→ **Short task A**: In the retrieval spec, condense the block that begins "M2 implementation guidance:" into a single shorter sentence that keeps all four points.
→ **Short task B**: According to the retrieval spec, what are the three responsibilities of search?
→ **Short task C**: Transcribe a section of the retrieval spec. Begin at the words "- Design one" and stop after the words "Non-Goals (M2)".

→ **Text block**:
--

Spec
Design Goals
- Keep M2 retrieval simple, local, and file-native.
- Separate retrieval, isolation, and generation into explicit stages.
- Make the output small enough for prompt use but rich enough for SQL generation.
- Reuse existing
inspect.json and dbt metadata instead of inventing new metadata pipelines first.
- Design one retrieval engine that can later power a tool surface without changing the core artifact model.
- Prioritize narrowing quality over speed, indexing sophistication, or retrieval perfection.
Non-Goals (M2)
- Search-speed optimization or benchmarking work.
- Fancy indexing infrastructure beyond what simple Python/CLI code needs.
- Mandatory embeddings/vector retrieval.
- Large online retrieval service or database.
- Full semantic layer or business glossary resolver.
- Open-ended live data exploration during retrieval.
- A production-mandatory
search_context MCP tool.
M2 System Shape
1. Corpus build
Build a derived corpus from local artifacts:
target/inspect.json
- dbt schema metadata already available in-project
- lightweight local docs / curated definition files when present
Suggested output:
target/context/corpus.jsonl
target/context/manifest.json
The corpus is a derived artifact, not a source of truth.
2. Search
Search takes a natural-language question and returns ranked matches from the corpus.
Search responsibilities:
- high recall
- deterministic ranking
- explainable result scores
M2 implementation guidance:
- simple Python over JSON/JSONL is acceptable
- loading the corpus into memory is acceptable
- a naive field-weighted scorer is acceptable
- do not optimize prematurely
Search does not produce prompt-ready context directly.
3. Isolation
Isolation turns ranked hits into a small question-scoped bundle.

--

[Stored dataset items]
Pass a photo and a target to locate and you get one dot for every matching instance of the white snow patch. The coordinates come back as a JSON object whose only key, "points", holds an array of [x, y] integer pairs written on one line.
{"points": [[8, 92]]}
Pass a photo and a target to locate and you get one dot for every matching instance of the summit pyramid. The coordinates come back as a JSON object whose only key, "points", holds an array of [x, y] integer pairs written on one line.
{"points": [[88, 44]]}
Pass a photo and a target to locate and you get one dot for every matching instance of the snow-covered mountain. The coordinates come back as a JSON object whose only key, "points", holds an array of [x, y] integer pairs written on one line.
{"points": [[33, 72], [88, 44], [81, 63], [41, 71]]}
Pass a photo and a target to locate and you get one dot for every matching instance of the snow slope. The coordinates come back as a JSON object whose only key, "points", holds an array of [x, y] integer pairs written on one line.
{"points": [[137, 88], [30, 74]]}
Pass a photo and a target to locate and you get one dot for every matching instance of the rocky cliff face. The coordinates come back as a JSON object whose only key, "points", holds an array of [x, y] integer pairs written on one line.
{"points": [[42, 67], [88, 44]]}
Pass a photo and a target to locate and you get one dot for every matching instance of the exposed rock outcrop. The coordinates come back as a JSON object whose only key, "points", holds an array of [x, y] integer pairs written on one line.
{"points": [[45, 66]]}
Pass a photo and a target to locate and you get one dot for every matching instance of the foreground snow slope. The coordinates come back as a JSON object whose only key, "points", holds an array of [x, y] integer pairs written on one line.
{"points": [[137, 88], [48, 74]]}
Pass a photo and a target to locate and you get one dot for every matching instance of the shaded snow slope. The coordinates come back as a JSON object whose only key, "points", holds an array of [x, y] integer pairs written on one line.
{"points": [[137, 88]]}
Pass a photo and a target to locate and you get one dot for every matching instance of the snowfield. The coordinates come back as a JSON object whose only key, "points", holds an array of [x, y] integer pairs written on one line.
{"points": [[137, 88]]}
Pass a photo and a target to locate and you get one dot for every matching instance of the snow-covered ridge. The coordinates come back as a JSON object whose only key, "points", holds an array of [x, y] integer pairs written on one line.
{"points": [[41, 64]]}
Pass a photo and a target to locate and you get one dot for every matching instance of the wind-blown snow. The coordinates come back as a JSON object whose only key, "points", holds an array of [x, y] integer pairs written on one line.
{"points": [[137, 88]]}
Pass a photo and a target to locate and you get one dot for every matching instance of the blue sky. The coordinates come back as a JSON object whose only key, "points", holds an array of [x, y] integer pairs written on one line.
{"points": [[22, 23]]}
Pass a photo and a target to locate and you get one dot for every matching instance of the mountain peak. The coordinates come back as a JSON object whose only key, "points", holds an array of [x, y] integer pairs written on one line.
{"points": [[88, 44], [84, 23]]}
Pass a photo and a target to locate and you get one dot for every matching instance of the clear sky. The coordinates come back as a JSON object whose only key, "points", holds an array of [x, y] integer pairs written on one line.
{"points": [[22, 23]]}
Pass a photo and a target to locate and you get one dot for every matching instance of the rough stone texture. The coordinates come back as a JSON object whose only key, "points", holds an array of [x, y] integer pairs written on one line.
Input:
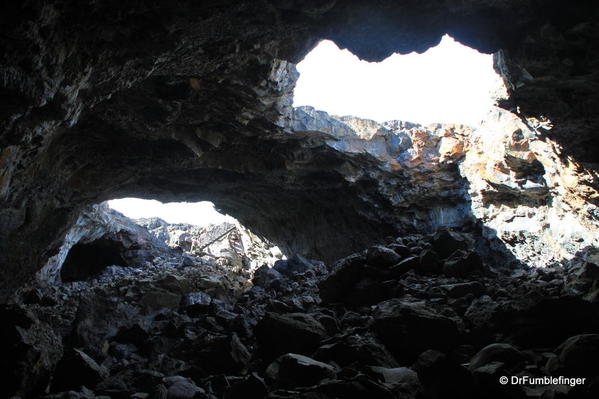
{"points": [[433, 336], [539, 205], [189, 101], [134, 244], [229, 242]]}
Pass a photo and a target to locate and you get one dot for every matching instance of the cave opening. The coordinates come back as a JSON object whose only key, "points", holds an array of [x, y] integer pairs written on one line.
{"points": [[88, 260], [448, 83], [425, 230]]}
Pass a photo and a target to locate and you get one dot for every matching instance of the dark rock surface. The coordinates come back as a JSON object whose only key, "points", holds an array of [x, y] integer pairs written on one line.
{"points": [[197, 329], [192, 101]]}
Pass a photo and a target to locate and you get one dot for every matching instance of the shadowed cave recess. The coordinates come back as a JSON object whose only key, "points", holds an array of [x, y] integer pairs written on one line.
{"points": [[383, 260]]}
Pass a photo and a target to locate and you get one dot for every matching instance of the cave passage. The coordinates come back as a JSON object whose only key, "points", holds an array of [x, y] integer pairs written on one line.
{"points": [[87, 260]]}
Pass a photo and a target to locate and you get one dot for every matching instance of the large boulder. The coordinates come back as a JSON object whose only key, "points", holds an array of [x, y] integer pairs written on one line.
{"points": [[30, 350], [409, 328], [278, 334], [77, 369], [293, 370], [577, 357]]}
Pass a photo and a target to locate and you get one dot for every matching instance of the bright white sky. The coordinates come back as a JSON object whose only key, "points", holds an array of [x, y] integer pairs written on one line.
{"points": [[449, 83]]}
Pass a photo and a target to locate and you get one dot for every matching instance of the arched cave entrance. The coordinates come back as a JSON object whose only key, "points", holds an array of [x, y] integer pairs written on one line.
{"points": [[87, 260], [192, 101]]}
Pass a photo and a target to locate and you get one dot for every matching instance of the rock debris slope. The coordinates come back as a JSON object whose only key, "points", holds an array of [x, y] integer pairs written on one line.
{"points": [[192, 101], [419, 317]]}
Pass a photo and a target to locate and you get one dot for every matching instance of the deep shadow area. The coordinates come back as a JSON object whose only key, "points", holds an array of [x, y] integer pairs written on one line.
{"points": [[87, 260]]}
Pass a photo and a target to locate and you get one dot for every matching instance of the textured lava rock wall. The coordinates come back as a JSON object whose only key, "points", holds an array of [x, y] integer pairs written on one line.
{"points": [[189, 100]]}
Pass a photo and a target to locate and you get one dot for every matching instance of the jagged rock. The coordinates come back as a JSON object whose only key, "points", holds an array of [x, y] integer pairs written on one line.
{"points": [[446, 242], [428, 263], [293, 265], [77, 369], [160, 299], [402, 381], [278, 334], [462, 264], [355, 389], [458, 290], [30, 351], [293, 370], [340, 281], [182, 388], [222, 354], [379, 256], [251, 387], [407, 264], [355, 349], [408, 328], [504, 353], [442, 377], [267, 277]]}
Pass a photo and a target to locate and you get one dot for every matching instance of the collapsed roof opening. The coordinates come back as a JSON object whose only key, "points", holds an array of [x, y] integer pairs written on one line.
{"points": [[87, 260], [449, 83]]}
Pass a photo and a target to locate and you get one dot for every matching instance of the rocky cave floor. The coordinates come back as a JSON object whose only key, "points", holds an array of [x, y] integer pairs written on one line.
{"points": [[421, 317]]}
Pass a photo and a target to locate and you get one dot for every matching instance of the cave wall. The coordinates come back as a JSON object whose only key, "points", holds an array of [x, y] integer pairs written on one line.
{"points": [[191, 101]]}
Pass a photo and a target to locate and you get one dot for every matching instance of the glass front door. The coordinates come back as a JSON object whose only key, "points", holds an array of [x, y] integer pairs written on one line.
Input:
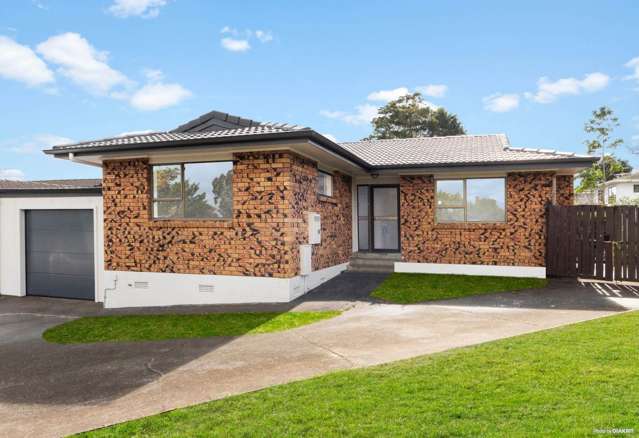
{"points": [[378, 218]]}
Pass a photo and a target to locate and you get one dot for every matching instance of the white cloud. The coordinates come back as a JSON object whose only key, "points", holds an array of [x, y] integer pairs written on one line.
{"points": [[240, 41], [156, 96], [12, 174], [548, 91], [136, 8], [433, 90], [634, 65], [363, 114], [234, 45], [34, 144], [387, 95], [20, 63], [264, 36], [82, 63], [501, 103]]}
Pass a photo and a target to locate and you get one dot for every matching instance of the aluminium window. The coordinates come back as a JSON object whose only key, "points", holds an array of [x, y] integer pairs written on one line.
{"points": [[325, 183], [471, 200], [193, 190]]}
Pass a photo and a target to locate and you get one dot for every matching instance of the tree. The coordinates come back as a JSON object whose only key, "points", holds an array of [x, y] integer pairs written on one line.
{"points": [[409, 116], [601, 125], [592, 177]]}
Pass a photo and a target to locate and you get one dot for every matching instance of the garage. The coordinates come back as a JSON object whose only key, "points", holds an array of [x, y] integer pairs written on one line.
{"points": [[51, 239], [60, 254]]}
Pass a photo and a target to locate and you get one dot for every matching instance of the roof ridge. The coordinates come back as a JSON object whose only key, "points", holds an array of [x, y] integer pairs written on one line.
{"points": [[434, 136]]}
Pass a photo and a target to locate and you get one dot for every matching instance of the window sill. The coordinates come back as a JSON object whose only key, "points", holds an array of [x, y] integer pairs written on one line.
{"points": [[191, 223], [324, 198], [472, 226]]}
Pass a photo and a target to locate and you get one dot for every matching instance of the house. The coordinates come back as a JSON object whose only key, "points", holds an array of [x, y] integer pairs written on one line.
{"points": [[229, 210], [623, 189]]}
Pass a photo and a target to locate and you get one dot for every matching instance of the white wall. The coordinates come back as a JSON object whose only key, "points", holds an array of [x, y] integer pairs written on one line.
{"points": [[12, 239], [140, 289]]}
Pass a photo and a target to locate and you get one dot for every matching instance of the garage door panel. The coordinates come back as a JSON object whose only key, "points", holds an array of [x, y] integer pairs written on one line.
{"points": [[60, 254], [62, 220], [78, 242], [60, 263], [61, 286]]}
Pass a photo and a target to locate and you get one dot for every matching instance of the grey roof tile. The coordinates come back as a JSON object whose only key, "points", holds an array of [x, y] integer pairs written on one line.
{"points": [[459, 149]]}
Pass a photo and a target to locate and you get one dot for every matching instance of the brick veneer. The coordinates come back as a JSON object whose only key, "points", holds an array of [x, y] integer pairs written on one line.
{"points": [[565, 190], [270, 192], [520, 241]]}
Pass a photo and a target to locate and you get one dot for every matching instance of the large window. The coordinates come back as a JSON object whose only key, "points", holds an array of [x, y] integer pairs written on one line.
{"points": [[471, 200], [193, 190]]}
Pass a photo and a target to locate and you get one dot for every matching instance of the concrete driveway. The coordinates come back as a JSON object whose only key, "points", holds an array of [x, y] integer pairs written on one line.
{"points": [[53, 390]]}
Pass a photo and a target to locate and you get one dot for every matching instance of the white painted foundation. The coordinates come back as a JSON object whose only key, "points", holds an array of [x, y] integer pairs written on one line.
{"points": [[144, 289], [487, 270]]}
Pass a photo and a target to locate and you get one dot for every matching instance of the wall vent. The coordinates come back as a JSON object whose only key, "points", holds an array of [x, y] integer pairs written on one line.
{"points": [[206, 288]]}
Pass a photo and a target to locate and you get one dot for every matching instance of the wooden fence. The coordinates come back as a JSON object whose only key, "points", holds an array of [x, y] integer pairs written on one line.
{"points": [[591, 241]]}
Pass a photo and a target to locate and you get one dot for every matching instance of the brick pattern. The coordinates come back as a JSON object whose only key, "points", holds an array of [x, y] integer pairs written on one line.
{"points": [[518, 242], [565, 190], [270, 189], [335, 211]]}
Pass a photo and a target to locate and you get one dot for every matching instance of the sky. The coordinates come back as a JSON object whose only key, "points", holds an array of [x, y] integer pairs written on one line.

--

→ **Exercise response A**: For M2, search may use simple Python over JSON/JSONL, load the corpus into memory, and rely on a naive field-weighted scorer, without premature optimization.

→ **Exercise response B**: High recall, deterministic ranking, and explainable result scores.

→ **Exercise response C**:
- Design one retrieval engine that can later power a tool surface without changing the core artifact model.
- Prioritize narrowing quality over speed, indexing sophistication, or retrieval perfection.
Non-Goals (M2)